[Dataset records]
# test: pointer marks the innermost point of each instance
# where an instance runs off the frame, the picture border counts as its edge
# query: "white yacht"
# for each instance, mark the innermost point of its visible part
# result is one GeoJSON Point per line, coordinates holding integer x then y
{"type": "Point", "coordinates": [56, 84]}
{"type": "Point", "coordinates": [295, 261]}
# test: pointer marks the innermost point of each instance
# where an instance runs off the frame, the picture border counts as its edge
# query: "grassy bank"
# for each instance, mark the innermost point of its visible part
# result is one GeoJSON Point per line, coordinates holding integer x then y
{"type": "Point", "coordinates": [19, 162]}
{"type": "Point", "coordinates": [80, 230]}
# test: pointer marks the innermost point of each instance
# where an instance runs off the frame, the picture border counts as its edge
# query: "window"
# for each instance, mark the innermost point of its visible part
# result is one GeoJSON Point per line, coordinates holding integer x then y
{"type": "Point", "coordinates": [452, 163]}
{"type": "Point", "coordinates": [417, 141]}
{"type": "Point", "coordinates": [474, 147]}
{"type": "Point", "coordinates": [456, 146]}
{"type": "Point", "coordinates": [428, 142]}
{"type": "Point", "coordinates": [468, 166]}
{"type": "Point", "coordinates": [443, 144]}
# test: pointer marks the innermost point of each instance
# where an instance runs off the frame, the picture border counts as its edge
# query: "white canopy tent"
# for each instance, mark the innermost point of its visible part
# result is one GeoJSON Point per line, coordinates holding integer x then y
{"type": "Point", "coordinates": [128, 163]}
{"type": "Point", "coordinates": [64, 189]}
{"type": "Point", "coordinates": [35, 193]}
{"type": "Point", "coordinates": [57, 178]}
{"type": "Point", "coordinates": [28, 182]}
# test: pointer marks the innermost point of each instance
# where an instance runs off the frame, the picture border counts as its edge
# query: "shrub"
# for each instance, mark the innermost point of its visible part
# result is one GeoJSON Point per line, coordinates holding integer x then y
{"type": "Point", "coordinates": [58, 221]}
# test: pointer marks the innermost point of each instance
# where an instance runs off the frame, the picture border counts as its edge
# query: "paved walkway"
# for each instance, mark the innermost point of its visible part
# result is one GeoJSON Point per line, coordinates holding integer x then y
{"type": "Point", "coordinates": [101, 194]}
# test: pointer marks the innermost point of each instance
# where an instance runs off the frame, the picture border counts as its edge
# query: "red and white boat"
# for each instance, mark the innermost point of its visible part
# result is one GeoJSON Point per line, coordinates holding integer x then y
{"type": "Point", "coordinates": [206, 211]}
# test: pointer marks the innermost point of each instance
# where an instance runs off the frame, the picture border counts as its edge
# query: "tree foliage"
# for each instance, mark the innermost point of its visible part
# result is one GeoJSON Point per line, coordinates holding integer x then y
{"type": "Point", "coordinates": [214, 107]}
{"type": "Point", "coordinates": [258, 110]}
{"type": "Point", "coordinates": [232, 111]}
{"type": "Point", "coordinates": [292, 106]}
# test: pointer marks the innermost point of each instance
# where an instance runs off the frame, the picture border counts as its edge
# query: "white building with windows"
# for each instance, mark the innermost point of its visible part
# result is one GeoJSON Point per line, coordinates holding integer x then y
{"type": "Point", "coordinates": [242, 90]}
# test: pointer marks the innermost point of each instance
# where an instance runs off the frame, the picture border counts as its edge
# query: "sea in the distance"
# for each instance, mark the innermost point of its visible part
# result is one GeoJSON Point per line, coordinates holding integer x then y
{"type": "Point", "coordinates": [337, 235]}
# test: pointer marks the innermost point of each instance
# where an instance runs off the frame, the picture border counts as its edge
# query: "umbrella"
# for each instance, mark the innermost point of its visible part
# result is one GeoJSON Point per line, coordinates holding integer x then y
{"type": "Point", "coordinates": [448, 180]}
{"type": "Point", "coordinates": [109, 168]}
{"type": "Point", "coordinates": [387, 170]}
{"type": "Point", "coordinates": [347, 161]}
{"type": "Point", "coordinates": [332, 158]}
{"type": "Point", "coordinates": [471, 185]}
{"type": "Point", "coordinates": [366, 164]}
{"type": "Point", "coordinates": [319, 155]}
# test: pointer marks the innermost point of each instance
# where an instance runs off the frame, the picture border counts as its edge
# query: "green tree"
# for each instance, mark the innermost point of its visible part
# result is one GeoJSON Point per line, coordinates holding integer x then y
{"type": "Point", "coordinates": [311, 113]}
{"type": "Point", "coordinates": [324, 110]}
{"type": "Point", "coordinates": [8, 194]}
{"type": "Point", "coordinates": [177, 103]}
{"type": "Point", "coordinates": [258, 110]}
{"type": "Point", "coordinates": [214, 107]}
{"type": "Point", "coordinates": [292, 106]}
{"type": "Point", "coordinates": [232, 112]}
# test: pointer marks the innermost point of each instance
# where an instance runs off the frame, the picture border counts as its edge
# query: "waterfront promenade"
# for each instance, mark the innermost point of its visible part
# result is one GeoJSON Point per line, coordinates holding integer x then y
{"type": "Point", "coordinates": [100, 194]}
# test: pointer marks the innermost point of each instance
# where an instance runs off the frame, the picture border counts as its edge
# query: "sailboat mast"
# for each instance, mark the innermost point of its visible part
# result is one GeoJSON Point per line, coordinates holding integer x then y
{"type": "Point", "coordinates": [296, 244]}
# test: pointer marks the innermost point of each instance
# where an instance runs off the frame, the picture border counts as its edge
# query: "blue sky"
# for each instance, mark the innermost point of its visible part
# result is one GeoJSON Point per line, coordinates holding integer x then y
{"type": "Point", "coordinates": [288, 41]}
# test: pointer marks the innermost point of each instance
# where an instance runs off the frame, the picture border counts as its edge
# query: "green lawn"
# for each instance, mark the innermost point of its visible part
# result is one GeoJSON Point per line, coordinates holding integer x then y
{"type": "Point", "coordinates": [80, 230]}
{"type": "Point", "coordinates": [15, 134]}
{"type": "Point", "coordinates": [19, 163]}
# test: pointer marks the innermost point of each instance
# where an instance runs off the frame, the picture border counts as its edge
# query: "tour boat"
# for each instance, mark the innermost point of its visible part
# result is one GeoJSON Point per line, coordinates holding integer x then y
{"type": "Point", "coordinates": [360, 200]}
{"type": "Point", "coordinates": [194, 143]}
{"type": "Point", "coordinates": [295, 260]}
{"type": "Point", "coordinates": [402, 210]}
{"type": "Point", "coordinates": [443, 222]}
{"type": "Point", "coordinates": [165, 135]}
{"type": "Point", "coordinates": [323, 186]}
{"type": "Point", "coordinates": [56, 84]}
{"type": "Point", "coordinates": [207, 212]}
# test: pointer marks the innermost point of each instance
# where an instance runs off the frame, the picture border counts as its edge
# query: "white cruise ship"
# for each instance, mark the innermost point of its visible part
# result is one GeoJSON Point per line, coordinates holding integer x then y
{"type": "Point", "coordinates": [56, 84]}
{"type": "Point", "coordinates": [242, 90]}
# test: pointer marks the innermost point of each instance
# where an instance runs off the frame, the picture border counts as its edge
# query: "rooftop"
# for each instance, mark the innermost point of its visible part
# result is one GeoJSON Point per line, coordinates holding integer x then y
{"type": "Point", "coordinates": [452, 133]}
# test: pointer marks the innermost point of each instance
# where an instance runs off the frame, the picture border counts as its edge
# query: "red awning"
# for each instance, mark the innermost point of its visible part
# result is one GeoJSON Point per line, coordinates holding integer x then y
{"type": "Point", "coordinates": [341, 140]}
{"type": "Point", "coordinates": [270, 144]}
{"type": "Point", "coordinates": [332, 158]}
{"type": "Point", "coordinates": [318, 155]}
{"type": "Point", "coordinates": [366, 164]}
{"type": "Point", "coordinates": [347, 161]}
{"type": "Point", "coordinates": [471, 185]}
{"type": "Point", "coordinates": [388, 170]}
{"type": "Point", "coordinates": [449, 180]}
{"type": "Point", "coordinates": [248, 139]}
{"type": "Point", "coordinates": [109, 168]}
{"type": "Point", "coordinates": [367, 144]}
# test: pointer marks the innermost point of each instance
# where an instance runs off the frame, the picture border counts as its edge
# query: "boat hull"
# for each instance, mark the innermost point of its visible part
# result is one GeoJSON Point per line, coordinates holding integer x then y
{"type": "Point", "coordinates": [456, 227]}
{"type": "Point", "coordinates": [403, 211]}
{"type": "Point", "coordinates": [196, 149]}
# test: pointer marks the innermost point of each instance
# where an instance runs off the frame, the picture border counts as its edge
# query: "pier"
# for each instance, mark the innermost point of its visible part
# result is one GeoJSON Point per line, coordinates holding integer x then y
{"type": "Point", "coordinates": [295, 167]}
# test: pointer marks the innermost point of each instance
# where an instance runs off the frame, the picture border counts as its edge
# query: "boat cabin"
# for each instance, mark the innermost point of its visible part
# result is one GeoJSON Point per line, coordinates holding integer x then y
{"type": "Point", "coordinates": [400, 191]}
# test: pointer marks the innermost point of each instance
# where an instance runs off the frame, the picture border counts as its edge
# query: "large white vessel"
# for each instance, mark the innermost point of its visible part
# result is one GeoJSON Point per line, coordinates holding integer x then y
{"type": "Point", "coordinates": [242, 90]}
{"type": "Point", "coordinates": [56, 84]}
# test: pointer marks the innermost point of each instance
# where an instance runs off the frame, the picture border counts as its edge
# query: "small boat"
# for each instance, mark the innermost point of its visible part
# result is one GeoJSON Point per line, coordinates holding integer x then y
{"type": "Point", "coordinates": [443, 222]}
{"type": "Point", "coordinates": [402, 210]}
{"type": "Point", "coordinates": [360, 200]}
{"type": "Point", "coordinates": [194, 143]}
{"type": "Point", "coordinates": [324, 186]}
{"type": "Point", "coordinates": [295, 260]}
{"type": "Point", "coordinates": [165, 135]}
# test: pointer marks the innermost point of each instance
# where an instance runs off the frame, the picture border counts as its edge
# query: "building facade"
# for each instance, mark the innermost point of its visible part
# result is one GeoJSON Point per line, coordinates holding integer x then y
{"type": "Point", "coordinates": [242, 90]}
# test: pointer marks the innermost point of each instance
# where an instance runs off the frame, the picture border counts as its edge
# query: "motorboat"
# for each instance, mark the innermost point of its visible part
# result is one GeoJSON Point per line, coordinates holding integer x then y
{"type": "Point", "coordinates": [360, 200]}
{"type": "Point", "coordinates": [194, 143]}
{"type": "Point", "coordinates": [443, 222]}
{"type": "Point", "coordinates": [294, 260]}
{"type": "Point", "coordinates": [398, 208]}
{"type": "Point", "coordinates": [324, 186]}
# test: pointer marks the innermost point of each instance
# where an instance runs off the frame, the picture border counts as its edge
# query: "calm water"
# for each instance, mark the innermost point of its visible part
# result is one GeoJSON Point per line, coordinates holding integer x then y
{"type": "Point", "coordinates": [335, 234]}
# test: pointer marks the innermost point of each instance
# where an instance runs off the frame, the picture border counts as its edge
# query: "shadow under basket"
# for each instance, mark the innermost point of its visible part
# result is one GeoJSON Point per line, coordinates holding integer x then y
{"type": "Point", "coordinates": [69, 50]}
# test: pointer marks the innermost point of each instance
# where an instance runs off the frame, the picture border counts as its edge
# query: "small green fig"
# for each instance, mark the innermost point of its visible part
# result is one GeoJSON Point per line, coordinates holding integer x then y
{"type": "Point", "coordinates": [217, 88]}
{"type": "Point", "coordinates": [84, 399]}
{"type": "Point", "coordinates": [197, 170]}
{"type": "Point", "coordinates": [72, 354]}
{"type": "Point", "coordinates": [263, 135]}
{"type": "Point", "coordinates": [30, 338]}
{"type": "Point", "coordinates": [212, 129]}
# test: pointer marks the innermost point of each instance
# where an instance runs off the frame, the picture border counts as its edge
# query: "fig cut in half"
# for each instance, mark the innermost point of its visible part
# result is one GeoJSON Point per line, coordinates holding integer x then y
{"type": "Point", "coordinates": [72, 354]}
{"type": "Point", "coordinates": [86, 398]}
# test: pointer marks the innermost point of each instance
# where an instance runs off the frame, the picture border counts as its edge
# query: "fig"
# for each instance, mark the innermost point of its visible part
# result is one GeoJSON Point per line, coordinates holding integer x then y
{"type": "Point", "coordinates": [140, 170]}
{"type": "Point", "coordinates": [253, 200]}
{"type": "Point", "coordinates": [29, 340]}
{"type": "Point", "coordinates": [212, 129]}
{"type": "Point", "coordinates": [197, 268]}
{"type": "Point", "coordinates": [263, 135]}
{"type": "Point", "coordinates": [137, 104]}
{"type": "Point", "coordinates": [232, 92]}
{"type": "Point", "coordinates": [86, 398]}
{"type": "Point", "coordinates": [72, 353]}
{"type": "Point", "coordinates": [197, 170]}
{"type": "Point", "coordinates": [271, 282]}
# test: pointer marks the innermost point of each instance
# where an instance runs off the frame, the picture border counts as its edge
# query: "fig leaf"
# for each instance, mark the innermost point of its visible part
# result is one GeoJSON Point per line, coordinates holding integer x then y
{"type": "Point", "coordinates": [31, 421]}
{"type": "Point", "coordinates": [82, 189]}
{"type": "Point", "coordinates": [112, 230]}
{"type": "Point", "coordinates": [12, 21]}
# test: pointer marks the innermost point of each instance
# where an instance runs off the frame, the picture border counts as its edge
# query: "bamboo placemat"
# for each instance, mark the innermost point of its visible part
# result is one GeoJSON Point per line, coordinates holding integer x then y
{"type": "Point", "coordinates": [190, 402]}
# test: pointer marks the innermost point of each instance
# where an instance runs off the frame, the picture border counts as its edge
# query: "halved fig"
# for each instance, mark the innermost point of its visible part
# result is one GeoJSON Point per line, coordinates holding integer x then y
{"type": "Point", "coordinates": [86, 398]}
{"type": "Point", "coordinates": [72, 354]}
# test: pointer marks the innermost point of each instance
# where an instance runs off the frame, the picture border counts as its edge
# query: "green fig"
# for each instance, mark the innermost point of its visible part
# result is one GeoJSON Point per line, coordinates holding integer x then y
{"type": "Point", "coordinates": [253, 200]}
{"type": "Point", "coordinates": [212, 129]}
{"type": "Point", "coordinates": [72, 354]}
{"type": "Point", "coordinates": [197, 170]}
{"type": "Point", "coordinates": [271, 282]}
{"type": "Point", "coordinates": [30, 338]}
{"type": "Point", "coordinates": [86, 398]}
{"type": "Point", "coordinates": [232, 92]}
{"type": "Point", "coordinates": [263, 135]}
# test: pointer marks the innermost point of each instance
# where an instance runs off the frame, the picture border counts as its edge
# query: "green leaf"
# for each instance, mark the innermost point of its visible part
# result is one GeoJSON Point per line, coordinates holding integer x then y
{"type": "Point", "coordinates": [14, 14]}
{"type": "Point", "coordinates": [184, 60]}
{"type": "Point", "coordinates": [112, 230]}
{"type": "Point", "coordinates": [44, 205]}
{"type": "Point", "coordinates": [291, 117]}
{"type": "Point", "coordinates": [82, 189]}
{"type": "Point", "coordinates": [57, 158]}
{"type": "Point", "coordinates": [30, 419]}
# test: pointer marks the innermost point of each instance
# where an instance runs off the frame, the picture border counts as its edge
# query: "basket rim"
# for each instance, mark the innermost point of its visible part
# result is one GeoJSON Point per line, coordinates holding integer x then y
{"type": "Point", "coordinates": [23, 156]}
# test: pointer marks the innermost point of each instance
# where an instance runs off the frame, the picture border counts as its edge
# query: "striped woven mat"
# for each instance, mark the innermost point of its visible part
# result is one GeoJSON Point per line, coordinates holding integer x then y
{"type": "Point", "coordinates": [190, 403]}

■ EXERCISE GOAL ■
Pick out every line of the material above that contains the word "white", matching its case exactly, and copy each of those lines.

■ WRITTEN RESPONSE ■
# query: "white yacht"
# query: "white canopy tent"
# query: "red and white boat"
# query: "white building with windows"
# query: "white cruise ship"
# query: "large white vessel"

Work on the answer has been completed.